(Document text begins)
What has been described as a worldwide “pandemic” of obesity is often accompanied by a buildup of fatty tissue in the liver that can lead to liver failure and cancer, and which contributes to cardiovascular and kidney disease.
Currently, methods to detect early, obesity-related accumulation of fat in the liver other than a liver biopsy — the surgical removal of liver tissue for microscopic examination — are limited. But there is hope.
An international research team led by Vanderbilt University Medical Center, the Translational Genomics Research Institute (TGen) in Phoenix, Massachusetts General Hospital, and the University of Edinburgh has identified a “proteomic signature” of circulating proteins in the blood that reflect the progression of metabolic-associated steatotic (fatty) liver disease, or MASLD.
Their findings, reported Dec. 17 in the journal Cell Reports Medicine, open the door to the first noninvasive “liquid biopsy” of the liver, which, in turn, could lead to the discovery of diagnostic biomarkers and to new ways to stop and reverse MASLD before it causes irreversible damage.
“By looking at blood-based markers, we can detect changes that reflect the liver’s condition, potentially reducing the need for biopsies,” said the paper’s corresponding author, Ravi Shah, MD, professor of Medicine and director of Clinical and Translational Research in the Division of Cardiovascular Medicine at VUMC.
“This approach may open up new possibilities for screening for and tracking metabolic liver disease, particularly in large populations where invasive biopsies are clinically risky,” said Shah, who holds the Gottlieb C. Friesinger II Chair in Cardiovascular Medicine.
The study applied a translational approach, including multimodal imaging and broad proteomic profiling, to identify proteins largely encoded by genes in the liver that are expressed differentially during progressive stages of fat accumulation (steatosis).
“Our team used single-cell and spatial transcriptomics approaches to localize the steatosis-associated genes within primary liver tissue and examine how they differ between healthy and steatotic livers,” said Nicholas Banovich, PhD, director of TGen’s Bioinnovation and Genome Sciences Division, and with Shah, one of the paper’s four senior authors.
The researchers correlated proteomic data (levels of circulating proteins previously implicated in the development of MASLD) with noninvasive imaging studies to determine the extent of fat accumulation in three research cohorts totaling about 5,000 individuals.
They mapped the expression of implicated proteins across the liver at different stages of disease, then tested the accuracy of the resulting “proteomic signature” against the clinical outcomes of more than 26,000 individuals whose biological samples are stored in the UK Biobank
To validate the specificity of the biomarkers they had discovered, they created a “liver-on-a-chip” model and measured changes in gene expression in laboratory-grown liver cells following exposure to fatty acids.
(Document text ends)
Carry on the article about blood markers for fatty liver disease, picking up after its last sentence.
(Stored data begins)
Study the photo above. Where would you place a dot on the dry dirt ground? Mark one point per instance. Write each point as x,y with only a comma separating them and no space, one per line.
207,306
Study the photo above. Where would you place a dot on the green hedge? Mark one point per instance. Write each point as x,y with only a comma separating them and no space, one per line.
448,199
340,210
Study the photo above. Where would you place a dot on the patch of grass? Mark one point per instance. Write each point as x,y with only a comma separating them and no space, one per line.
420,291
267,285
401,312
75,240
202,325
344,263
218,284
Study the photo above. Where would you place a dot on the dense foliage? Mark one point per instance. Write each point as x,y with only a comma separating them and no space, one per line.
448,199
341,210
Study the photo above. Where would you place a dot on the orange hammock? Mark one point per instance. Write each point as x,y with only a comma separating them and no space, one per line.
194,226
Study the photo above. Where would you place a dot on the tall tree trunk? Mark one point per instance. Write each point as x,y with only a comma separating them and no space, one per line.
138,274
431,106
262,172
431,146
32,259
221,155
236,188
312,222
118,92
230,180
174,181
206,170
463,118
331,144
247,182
(Stored data ends)
Exercise answer:
“By contextualizing these changes, we are able to shift from predictors of disease to potential mechanisms,” said TGen’s Niran Hadad, PhD, a co-first author on the study. TGen is an affiliate of City of Hope, based in Duarte, California.
In addition to Hadad, the paper’s first authors were Andrew Perry, MD, Eric Farber-Eger and Rashedeh Roshani (VUMC/Vanderbilt University School of Medicine), Emeli Chatterjee, PhD (National Institute on Aging), and Maria Jimenez-Ramos (Harvard Medical School/Beth Israel Deaconess Medical Center).
The other senior authors were Jonathan Fallowfield, PhD, of the University of Edinburgh Institute for Regeneration and Repair, and Saumya Das, MD, PhD, of the MGH Cardiovascular Research Center.
Other VUMC co-authors were Lindsey Stolze, PhD, Michael Betti, Shilin Zhao, PhD, Shi Huang, PhD, Kaushik Amancherla, MD, Samuel Bailin, MD, MSCI, Curtis Gabriel, MD, PhD, John Koethe, MD, MSCI, Jeffrey Carr, MD, MSc, Nataraja Sarma Vaitinadin, MBBS, PhD, MPH, Jane Freedman, MD, Kahraman Tanriverdi, PhD, Jennifer Below, PhD, Quinn Wells, MD, PharmD, MSCI, and Eric Gamazon, PhD, MS.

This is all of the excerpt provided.